**To do**.
a) Answer these questions from the notes on reading contract cases:
(i) Which court decided Carlill v Carbolic Smoke Ball Co?
(ii) Why was Carbolic's "mere puff" argument rejected?
(iii) How many people can accept an offer made to the entire world?
b) In the notes on reading contract cases, reproduce the stretch from "Why did the" through "using their product.".

>> start Extracted text

LAWS2111 T1 Preparation, 2011

Reading Contract Cases

Students should read the full judgments in these two cases and consider the questions asked. The purpose of the exercise is not only to understand the legal issues raised, but also to assist you to dissect cases quickly and efficiently.

Carlill v Carbolic Smoke Ball Co [1893] 1 QB 256 (English Court of Appeal)

Why did the plaintiff not sue for breach of contract as the product did not work?

Because damages for a product that doesn’t work will generally only be pretty minor – the cost of the product plus any other losses suffered due to it not working (and since establishing that the sickness was caused by the product is unlikely to happen, realistically just the cost of the product). A hundred pounds, however, was definitely worth suing for.

What was the contract being sued on?

The contract was created by Mrs. Callill’s acceptance of the Smoke Ball Companies offer to pay 100 pounds to anyone getting sick while using their product.

What were the competing arguments in the case?

Carlill claimed the notice was an offer. Carbolic claimed that it was ‘mere puff’ (which it was held to not be, as the notification that money was in the bank established Carbolic’s sincerity).
Carbolic tried to argue that it could not be an offer, as it didn’t identify anyone in particular. This was rejected, as an OFFER could be made to the entire world (as in the instance of a bounty or reward) but could only be ACCEPTED by a finite number of people.
Carbolic then argued that that Carlill never accepted the contract, so it couldn’t be binding. That was rejected, again using the reward/bounty analogy, that the offeror can dispense with the requirement for notification, either expressly or impliedly, creating a unilateral contract were notification is the final stage of performance – and that was the effect here.

>> end Extracted text
>> start Given entries

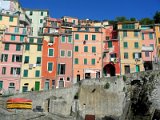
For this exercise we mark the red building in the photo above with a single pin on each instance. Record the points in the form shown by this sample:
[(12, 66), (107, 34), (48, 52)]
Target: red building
[(111, 55)]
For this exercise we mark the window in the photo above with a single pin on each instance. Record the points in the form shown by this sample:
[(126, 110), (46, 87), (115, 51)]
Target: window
[(18, 47), (16, 58), (85, 48), (151, 36), (152, 45), (50, 52), (27, 47), (62, 53), (136, 45), (39, 40), (125, 45), (15, 71), (93, 37), (31, 13), (26, 59), (93, 61), (10, 19), (69, 53), (41, 20), (63, 40), (13, 37), (76, 61), (76, 48), (39, 47), (4, 58), (21, 38), (85, 61), (69, 39), (31, 40), (50, 66), (86, 37), (142, 36), (38, 60), (93, 49), (37, 73), (3, 70), (125, 55), (25, 73), (51, 39), (137, 55), (124, 33), (41, 13), (146, 54), (6, 47), (136, 33), (0, 17), (61, 69), (77, 36), (97, 29), (16, 29)]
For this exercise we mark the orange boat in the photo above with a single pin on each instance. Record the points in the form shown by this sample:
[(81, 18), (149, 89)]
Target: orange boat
[(19, 103)]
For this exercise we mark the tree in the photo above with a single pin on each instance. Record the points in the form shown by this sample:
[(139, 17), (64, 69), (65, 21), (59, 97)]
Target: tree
[(146, 21), (157, 17)]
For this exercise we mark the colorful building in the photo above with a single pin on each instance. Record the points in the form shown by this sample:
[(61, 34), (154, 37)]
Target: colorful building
[(111, 57), (149, 53), (51, 33), (87, 57), (130, 47)]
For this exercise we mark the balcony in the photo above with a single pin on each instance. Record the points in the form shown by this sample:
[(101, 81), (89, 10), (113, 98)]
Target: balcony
[(24, 19)]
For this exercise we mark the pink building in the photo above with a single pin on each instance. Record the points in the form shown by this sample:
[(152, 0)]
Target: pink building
[(11, 58), (148, 46)]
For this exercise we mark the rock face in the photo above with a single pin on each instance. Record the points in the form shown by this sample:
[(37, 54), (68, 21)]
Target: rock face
[(103, 98)]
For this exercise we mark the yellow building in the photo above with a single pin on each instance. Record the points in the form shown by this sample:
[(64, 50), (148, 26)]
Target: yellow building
[(130, 47), (157, 31), (31, 67)]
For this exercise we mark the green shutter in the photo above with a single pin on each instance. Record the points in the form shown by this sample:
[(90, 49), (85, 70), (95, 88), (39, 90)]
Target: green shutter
[(85, 61), (77, 36), (109, 44), (6, 46), (25, 74), (38, 60), (125, 45), (85, 48), (13, 37), (21, 38), (37, 73), (93, 37), (51, 52), (76, 61), (76, 49), (27, 47), (86, 37), (10, 19), (18, 47), (93, 49), (93, 61), (39, 47), (50, 66)]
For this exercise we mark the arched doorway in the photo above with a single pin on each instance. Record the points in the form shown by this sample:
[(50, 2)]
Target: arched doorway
[(109, 69)]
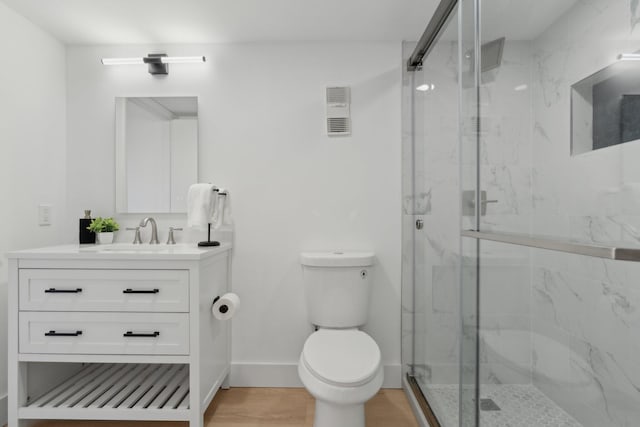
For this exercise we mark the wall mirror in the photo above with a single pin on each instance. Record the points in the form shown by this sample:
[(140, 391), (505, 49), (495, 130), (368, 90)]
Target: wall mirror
[(605, 107), (156, 153)]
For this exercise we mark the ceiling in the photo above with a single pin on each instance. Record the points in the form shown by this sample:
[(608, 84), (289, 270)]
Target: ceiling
[(90, 22)]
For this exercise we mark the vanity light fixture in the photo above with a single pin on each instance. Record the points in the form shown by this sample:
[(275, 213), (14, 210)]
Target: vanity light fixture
[(629, 57), (426, 87), (157, 62)]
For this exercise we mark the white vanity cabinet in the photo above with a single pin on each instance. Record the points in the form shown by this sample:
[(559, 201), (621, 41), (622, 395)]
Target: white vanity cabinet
[(104, 333)]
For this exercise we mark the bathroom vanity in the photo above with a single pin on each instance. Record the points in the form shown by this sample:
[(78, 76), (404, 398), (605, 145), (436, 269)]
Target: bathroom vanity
[(116, 332)]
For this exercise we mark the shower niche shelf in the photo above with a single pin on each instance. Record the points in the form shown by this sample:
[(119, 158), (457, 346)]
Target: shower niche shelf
[(128, 391), (621, 252)]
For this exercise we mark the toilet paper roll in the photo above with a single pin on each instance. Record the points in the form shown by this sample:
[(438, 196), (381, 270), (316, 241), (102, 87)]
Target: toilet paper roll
[(225, 307)]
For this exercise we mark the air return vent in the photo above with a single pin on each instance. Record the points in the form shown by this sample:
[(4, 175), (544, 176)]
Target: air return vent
[(338, 111)]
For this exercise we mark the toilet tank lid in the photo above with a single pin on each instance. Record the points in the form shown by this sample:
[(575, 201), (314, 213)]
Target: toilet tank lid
[(337, 259)]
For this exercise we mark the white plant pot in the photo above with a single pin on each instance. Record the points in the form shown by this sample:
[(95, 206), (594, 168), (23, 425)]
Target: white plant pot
[(105, 238)]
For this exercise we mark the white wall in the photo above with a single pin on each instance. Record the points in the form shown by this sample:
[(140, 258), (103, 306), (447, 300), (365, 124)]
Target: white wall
[(261, 128), (32, 147)]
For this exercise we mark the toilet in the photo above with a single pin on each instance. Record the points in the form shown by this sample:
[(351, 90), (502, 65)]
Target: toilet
[(339, 365)]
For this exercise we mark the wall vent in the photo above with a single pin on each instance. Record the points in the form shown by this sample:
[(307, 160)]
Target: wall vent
[(338, 111)]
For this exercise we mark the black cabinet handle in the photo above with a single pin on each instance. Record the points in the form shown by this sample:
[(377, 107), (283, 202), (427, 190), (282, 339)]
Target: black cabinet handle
[(140, 291), (62, 334), (132, 334)]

>> end Given entries

**Results for each task**.
a)
(i) The English Court of Appeal.
(ii) The notification that money was in the bank established Carbolic's sincerity.
(iii) A finite number of people.

b)
Why did the plaintiff not sue for breach of contract as the product did not work?

Because damages for a product that doesn’t work will generally only be pretty minor – the cost of the product plus any other losses suffered due to it not working (and since establishing that the sickness was caused by the product is unlikely to happen, realistically just the cost of the product). A hundred pounds, however, was definitely worth suing for.

What was the contract being sued on?

The contract was created by Mrs. Callill’s acceptance of the Smoke Ball Companies offer to pay 100 pounds to anyone getting sick while using their product.